Rewrite every one of the records below as a Markdown table with the columns "No." and "Line," putting each line in its own numbered row and leaving out blank lines. Leave the pictures out of your answer.

Stored data
= = = = = = =

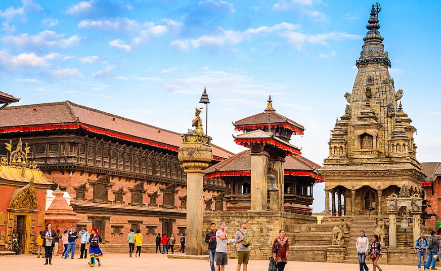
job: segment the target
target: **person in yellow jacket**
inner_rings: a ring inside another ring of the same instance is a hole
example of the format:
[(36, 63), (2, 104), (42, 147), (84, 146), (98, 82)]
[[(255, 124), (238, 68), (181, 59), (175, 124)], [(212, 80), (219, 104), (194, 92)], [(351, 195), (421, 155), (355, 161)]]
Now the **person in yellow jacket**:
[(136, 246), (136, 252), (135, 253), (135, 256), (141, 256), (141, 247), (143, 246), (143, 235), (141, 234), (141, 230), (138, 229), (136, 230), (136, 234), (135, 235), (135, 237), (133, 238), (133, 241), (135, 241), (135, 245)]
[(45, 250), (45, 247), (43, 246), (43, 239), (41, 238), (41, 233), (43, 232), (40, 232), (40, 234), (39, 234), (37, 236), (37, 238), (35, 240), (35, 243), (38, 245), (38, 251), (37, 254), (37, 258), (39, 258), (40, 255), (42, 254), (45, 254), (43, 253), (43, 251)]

= = = = = = =

**The answer**
| No. | Line |
|---|---|
| 1 | job: segment the target |
| 2 | target: **person in yellow jacket** |
| 3 | inner_rings: a ring inside another ring of the same instance is a hole |
| 4 | example of the format: |
| 5 | [(36, 63), (2, 104), (42, 147), (84, 146), (98, 82)] |
| 6 | [[(255, 124), (238, 68), (181, 59), (175, 124)], [(212, 80), (219, 104), (194, 92)], [(351, 195), (421, 155), (355, 161)]] |
| 7 | Now the **person in yellow jacket**: |
| 8 | [(136, 246), (136, 252), (135, 253), (135, 256), (141, 256), (141, 247), (143, 246), (143, 235), (141, 234), (141, 230), (138, 229), (136, 230), (136, 234), (135, 235), (135, 237), (133, 238), (133, 241), (135, 241), (135, 245)] |
| 9 | [(45, 250), (45, 247), (43, 246), (43, 239), (41, 238), (41, 233), (43, 232), (40, 232), (40, 234), (39, 234), (37, 236), (37, 238), (35, 240), (35, 243), (38, 245), (38, 251), (37, 254), (37, 258), (39, 258), (40, 255), (42, 254), (45, 254), (43, 253), (43, 251)] |